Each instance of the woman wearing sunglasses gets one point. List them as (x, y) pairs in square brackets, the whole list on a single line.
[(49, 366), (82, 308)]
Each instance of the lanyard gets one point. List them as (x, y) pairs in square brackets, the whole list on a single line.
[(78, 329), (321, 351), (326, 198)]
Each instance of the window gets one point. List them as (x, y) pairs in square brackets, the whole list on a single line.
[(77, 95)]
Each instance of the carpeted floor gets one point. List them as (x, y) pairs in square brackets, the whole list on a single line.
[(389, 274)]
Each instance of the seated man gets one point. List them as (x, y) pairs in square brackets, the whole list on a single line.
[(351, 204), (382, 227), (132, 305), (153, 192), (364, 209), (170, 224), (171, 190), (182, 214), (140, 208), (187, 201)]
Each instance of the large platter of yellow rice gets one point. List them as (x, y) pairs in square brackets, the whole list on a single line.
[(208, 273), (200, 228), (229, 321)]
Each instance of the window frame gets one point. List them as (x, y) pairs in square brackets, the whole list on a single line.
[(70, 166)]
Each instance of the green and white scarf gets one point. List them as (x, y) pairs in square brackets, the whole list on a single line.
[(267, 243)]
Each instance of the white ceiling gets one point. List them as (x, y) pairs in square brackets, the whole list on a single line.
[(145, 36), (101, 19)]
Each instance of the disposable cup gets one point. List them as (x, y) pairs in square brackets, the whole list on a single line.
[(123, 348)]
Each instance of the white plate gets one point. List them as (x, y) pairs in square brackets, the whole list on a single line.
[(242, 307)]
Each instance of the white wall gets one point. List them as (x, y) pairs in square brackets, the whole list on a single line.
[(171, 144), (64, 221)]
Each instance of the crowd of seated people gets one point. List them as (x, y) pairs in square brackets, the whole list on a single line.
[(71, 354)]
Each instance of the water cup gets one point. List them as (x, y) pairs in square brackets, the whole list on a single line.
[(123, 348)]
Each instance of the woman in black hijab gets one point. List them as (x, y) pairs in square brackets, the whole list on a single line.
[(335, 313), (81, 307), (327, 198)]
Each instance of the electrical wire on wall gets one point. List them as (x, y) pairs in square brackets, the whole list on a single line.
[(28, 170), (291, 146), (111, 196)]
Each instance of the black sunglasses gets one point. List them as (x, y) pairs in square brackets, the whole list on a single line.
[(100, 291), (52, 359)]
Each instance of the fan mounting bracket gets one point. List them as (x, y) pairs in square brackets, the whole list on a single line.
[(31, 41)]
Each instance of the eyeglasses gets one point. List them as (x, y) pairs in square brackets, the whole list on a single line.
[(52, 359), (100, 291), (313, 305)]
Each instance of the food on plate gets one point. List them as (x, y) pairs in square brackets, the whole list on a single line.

_PROBLEM TO SOLVE_: Copy the listing from the line that has "Each instance of the woman in" through the line that has "[(335, 313), (81, 307), (327, 198)]", changing "black hijab" to "dark headscarf" and leaving everything else as it is.

_EXERCISE RESPONSE_:
Each instance of the woman in dark headscarf gets one point. List them as (x, y) pairs in square brackets, the whole list on a single line.
[(335, 313), (81, 307), (327, 198)]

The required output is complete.